Goal: Starting at the line that holds "Q: Identify a point on each instance of the short", set down each line through the end of the listing, exactly as written and with nothing added.

Recorded data:
:::

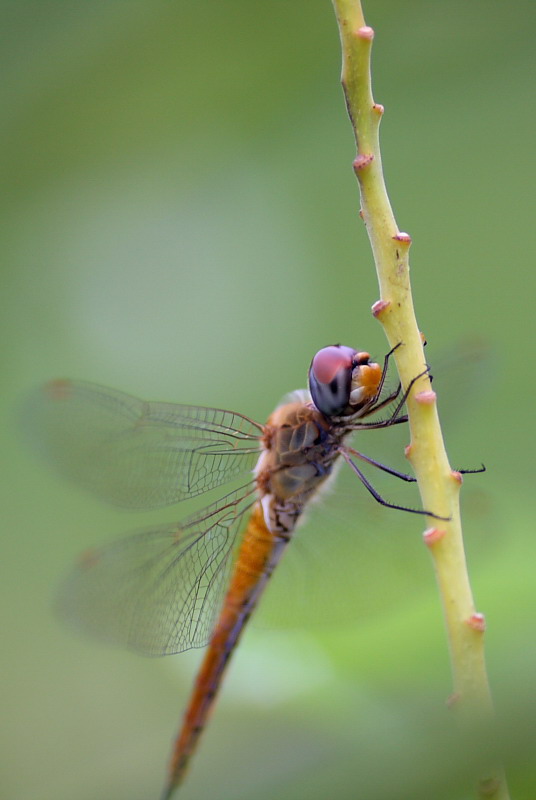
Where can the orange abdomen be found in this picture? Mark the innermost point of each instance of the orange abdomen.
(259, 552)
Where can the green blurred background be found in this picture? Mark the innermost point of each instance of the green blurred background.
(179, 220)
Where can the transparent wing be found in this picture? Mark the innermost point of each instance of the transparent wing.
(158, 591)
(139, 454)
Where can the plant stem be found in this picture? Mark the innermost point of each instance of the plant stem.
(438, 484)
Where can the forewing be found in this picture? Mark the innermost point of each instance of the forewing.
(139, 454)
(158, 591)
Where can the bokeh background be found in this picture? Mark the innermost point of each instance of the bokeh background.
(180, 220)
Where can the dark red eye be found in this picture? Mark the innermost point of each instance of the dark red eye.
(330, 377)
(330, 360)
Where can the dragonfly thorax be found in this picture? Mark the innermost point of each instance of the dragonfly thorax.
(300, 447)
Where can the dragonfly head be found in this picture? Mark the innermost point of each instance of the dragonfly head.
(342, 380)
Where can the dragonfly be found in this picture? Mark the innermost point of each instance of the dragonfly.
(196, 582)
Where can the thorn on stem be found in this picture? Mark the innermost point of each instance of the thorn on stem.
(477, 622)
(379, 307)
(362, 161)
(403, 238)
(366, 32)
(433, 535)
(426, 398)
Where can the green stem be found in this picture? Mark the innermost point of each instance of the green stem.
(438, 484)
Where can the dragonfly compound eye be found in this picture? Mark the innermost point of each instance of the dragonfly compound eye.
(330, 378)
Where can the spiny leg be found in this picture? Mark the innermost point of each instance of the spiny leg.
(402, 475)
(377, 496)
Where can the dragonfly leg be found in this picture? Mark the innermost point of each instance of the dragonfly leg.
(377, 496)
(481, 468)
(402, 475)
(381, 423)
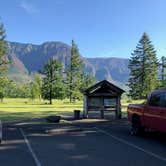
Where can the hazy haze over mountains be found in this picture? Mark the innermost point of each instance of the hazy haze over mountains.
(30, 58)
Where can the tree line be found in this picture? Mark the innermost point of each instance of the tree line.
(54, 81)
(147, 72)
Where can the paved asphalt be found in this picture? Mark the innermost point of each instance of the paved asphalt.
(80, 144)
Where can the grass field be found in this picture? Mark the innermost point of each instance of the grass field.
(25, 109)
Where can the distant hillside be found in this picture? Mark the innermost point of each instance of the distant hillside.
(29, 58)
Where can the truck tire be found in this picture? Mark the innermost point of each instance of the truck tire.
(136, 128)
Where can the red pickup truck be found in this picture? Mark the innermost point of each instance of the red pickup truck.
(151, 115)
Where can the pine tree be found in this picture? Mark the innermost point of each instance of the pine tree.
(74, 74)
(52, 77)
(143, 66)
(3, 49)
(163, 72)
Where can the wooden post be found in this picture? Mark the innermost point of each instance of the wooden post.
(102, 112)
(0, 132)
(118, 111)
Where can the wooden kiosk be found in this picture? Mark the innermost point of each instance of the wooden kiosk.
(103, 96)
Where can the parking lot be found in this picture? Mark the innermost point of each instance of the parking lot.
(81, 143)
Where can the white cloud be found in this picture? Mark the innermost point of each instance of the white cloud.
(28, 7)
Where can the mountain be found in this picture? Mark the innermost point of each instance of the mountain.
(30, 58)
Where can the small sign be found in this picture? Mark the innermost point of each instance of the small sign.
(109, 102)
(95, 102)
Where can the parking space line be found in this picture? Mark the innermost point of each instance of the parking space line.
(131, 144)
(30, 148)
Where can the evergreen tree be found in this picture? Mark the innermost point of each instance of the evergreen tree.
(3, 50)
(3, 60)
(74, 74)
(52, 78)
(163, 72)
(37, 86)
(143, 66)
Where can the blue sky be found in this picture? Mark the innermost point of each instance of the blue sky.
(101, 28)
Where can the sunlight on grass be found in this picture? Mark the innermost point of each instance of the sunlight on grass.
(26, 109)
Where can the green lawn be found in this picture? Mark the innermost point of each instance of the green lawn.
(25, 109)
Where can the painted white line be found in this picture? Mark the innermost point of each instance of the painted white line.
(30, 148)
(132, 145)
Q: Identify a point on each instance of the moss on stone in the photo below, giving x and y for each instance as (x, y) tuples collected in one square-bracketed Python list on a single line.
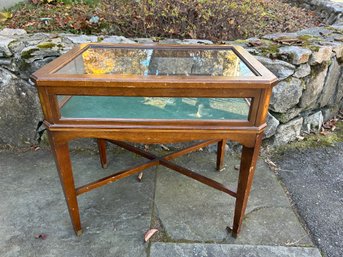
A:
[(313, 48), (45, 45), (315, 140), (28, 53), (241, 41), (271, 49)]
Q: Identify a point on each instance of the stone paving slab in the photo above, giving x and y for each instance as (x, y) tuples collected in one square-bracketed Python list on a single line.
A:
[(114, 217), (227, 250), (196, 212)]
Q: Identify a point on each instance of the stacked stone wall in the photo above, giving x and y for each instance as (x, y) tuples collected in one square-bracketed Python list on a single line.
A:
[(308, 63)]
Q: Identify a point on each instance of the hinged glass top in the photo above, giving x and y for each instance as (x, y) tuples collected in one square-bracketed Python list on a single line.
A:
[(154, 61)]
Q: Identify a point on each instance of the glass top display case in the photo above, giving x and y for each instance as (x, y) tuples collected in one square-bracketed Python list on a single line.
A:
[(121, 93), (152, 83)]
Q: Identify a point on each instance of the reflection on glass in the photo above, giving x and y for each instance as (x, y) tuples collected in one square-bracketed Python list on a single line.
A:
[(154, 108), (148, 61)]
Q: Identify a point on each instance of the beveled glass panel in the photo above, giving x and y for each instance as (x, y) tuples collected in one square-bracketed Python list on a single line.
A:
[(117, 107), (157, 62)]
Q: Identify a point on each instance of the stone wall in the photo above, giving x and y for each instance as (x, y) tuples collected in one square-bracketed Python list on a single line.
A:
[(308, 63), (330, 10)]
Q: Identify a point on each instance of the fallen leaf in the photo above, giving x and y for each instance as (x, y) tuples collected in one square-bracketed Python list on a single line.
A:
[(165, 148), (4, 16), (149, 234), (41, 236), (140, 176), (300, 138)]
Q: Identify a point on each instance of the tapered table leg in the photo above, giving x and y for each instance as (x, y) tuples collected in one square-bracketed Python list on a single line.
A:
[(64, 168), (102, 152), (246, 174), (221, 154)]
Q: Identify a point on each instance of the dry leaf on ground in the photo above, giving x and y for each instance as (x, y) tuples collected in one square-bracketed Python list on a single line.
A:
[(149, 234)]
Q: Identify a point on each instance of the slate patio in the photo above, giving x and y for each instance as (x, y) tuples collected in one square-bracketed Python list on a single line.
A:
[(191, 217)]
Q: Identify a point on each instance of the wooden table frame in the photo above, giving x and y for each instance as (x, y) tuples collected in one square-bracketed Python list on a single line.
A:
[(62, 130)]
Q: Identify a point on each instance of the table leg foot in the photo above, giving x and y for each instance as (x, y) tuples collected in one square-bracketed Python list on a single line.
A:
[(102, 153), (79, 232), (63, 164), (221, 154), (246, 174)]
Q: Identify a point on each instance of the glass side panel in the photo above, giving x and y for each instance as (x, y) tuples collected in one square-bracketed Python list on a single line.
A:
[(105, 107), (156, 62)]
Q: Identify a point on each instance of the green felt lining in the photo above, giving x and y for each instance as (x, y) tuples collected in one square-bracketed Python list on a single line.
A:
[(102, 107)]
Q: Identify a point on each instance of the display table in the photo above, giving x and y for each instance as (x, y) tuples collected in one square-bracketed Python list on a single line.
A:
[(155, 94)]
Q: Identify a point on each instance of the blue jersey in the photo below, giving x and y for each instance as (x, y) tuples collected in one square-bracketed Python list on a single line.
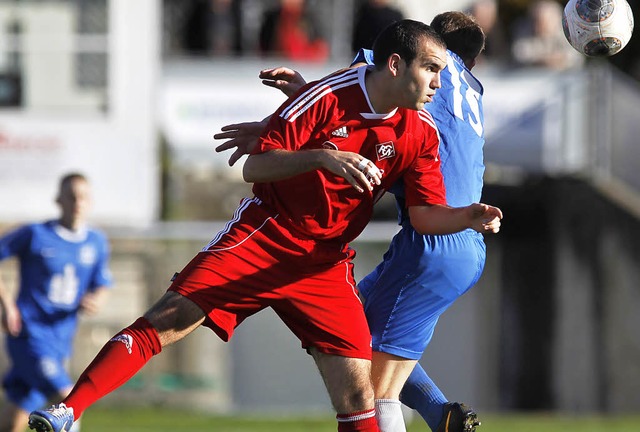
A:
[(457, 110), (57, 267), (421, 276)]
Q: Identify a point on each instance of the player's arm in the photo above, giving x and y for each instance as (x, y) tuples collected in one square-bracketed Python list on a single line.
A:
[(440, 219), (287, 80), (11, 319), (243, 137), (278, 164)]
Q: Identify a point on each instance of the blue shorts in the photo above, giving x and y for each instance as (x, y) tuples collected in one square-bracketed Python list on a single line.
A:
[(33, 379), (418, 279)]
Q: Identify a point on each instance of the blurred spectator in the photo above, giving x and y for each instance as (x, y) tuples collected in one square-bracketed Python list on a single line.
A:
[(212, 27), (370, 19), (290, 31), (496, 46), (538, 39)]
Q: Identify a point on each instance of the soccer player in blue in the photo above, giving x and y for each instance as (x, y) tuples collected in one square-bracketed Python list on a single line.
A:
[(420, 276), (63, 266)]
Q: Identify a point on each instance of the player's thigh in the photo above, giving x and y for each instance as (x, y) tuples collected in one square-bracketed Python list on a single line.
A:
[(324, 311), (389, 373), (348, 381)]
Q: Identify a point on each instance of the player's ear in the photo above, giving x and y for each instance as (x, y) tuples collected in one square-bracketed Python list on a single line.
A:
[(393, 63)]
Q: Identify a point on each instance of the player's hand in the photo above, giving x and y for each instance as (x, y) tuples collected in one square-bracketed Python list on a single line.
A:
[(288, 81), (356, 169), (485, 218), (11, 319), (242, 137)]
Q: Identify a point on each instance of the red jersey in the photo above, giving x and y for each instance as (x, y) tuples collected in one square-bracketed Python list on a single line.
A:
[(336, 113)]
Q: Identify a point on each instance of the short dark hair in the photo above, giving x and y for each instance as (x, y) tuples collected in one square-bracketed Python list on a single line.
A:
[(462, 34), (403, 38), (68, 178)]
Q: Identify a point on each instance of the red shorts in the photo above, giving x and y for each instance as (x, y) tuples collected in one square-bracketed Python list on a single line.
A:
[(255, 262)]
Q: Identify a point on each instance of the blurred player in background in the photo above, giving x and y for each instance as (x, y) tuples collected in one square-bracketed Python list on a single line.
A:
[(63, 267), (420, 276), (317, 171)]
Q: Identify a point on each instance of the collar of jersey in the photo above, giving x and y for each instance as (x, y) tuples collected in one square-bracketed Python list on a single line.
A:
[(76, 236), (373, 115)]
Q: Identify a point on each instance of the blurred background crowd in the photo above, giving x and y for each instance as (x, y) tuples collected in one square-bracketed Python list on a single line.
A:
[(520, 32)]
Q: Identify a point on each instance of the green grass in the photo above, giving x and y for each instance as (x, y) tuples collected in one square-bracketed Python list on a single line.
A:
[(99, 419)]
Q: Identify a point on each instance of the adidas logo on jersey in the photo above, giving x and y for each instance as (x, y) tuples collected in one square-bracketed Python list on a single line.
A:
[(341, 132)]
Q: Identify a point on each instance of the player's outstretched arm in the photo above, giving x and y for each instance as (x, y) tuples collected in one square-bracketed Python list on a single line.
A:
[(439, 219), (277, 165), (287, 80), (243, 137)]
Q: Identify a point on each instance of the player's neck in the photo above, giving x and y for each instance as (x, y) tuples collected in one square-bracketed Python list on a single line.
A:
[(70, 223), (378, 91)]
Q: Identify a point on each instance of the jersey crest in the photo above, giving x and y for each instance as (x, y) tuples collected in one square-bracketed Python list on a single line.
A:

:::

The completed task:
Q: Identify a point on each instance of the short dark hair in the photo above, giving x and y for each instance as (x, y) tuples collected in one square-bracketed Python list on a single line.
A:
[(462, 34), (403, 38), (68, 178)]
Q: Identify a point on each instance of the red shorts in the photo above, giving x and y for each instance as (x, y) tuples collected in one square-bracketed Python list on a single line.
A:
[(255, 262)]
Q: Identify a point on each instance of the blurred player in background in the photo above, giving x and y for each instance as (x, y) tuples collected in one square-bracketed Python list on a single line.
A:
[(63, 267), (420, 276), (317, 171)]
Q: Identify a point on each instance of the collar of jersey in the photo above, giving x and y for each instance as (x, y) tuples collected in one square-bracketed Python list on a single line.
A:
[(76, 236), (373, 115)]
Q: Identify a point on each instance of the blurred background crowd in the photo above, giving x and y for each instance as (x, y) tuples collected in one square-bracketed Python list on a single line.
A:
[(520, 32)]
Q: Identify a point on each instance of the green grass in the photo above, giving x and y for each instance as (x, y) tuples collected in one square-bracketed Python list on a single line.
A:
[(99, 419)]
Q: Identify a point on each instance of the adidas logo on jersey in the photo above, giving x and y for each instance as (x, y) tuples collected in one square-bracketed Python list on a single line.
A:
[(341, 132)]
Q: Identify a point on each instance of the player's outstretched arm in the photo above, giving x and y for each instance as (x, y) tuples collected in one square-bracketed Python list on a single line.
A:
[(439, 219), (277, 165), (287, 80), (243, 137)]
Q: Identify a point on each instance of the player's neck in the photo above, giving x and y for each instance as (x, y) tuples collected in one square-bracketed Python list on a single line.
A:
[(70, 223), (378, 91)]
Q: Identify a point on each instance of the jersey crest in the photo above, giving x and y for each instance as (x, y) tuples collected in one square-bracketed Python list on a single line.
A:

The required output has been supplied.